# Quoted passage
--- START ---

Figure: Side-resisting trusses added to the internal space steel frame

The stress process of the steel-wood integral load-bearing spatial structure system is as follows: Under vertical load, the internal steel frame structure provides vertical support to the ungrounded part of the outer wooden space structure; under wind load, the lightweight aluminum alloy roof is subjected to upward wind suction, and the wooden structure directly connected to it transmits the pull force to the internal steel frame and moves upward synchronously, thereby reducing its deformation.

Connection node processing

As a prefabricated building, the most crucial aspect of steel-wood structure in achieving complete factory prefabrication and on-site assembly is the ingenious design of connection nodes. The node design must comprehensively consider factors such as meeting load-bearing requirements, aesthetic architectural effect, and ease of assembly.

1. Wooden cross-bracing column base node

The wooden cross bracing is designed as a hinged joint at the column base. To facilitate connection with the foundation concrete, a steel embedded plate with anchor bars is first embedded in the concrete foundation. Then, the cross bracing is fixed to the semi-circular steel plate with through bolts and double nuts are provided to prevent loosening.

Figure: Timber crossbeam post base node

2. T-shaped steel connectors at the junction of the wooden cross bracing and the horizontal support rod.

A typical connection point in this project is the connection between the wooden cross brace and the horizontal support rod. Here, a clever T-shaped steel connector is used: First, a large-headed screw is driven into the center of the cross brace node from the outside; then, four self-tapping screws are used to connect the flange of the T-shaped steel node plate to the cross brace on the inside of the cross brace node; finally, the web of the T-shaped steel node plate is inserted into the slotted horizontal support rod and fixed in place with four screws. This T-shaped steel connector method integrates with the entire timber structure assembly process, not only meeting the load-bearing requirements but also facilitating on-site installation, resulting in a simple and aesthetically pleasing appearance. It also enhances the rigidity of the connection node, achieving the design concept of "strong node, weak component".

--- END ---

# Entries provided
--- START ---

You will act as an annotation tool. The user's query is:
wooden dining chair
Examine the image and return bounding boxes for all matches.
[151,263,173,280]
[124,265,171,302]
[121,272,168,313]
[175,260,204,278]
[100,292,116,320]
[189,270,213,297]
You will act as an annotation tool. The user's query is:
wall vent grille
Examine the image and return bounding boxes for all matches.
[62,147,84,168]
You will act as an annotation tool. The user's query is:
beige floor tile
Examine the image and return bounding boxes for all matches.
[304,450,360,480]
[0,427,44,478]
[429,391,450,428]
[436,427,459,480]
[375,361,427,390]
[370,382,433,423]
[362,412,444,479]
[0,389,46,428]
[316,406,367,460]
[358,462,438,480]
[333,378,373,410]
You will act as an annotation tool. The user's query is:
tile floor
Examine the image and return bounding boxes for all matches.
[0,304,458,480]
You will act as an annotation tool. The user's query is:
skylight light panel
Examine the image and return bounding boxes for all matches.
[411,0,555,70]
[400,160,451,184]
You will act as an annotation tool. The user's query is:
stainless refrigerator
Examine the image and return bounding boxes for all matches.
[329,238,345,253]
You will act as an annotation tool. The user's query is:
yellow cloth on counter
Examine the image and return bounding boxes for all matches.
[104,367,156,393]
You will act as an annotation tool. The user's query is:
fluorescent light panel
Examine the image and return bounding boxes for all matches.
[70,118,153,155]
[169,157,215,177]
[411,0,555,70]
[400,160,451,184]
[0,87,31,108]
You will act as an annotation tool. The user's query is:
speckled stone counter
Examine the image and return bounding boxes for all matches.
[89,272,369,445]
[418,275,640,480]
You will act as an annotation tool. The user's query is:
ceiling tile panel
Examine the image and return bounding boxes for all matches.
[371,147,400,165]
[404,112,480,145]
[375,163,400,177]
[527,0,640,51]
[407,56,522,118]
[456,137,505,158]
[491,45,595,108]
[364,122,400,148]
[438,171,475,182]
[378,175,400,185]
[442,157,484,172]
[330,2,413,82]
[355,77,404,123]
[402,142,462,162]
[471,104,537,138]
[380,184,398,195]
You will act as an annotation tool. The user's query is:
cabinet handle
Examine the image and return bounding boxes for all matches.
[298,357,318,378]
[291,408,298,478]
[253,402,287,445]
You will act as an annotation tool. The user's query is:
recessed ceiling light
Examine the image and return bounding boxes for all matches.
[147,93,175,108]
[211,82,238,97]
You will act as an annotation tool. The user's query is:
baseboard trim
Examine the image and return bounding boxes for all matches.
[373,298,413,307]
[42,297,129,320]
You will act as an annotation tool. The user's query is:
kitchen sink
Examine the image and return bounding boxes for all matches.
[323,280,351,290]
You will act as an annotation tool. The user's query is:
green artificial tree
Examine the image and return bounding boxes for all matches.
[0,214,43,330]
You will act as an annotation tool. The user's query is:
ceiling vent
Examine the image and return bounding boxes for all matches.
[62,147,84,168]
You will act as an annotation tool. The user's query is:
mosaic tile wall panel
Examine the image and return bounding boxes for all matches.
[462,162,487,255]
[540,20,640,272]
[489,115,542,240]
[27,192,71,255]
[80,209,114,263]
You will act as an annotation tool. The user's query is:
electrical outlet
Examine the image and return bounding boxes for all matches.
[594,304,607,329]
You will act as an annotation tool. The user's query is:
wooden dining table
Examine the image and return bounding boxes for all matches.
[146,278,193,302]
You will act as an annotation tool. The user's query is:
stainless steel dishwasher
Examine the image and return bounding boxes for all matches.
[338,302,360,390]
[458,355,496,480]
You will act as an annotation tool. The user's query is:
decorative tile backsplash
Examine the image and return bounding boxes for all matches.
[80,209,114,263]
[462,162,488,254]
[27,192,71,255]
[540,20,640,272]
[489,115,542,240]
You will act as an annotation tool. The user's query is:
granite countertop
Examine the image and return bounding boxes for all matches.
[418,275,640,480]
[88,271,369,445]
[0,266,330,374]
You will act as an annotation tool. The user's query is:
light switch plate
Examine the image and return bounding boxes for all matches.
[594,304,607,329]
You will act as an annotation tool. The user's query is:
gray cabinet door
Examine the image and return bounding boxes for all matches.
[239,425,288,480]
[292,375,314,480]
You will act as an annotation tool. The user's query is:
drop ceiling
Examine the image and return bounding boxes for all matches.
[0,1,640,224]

--- END ---

# What to do
1) Answer these from the steel-wood structure text:
(a) What material is the roof made of?
(b) What is first embedded in the concrete foundation to connect the wooden cross bracing at the column base?
(c) How many self-tapping screws connect the flange of the T-shaped steel node plate to the cross brace?
2) In the steel-wood structure text, swap "double nuts" for "spring washers" and write out the stretch from "The wooden cross bracing is" through "to prevent loosening.".

# Task-by-task outputs
1)
(a) Lightweight aluminum alloy.
(b) A steel embedded plate with anchor bars.
(c) Four.

2)
The wooden cross bracing is designed as a hinged joint at the column base. To facilitate connection with the foundation concrete, a steel embedded plate with anchor bars is first embedded in the concrete foundation. Then, the cross bracing is fixed to the semi-circular steel plate with through bolts and spring washers are provided to prevent loosening.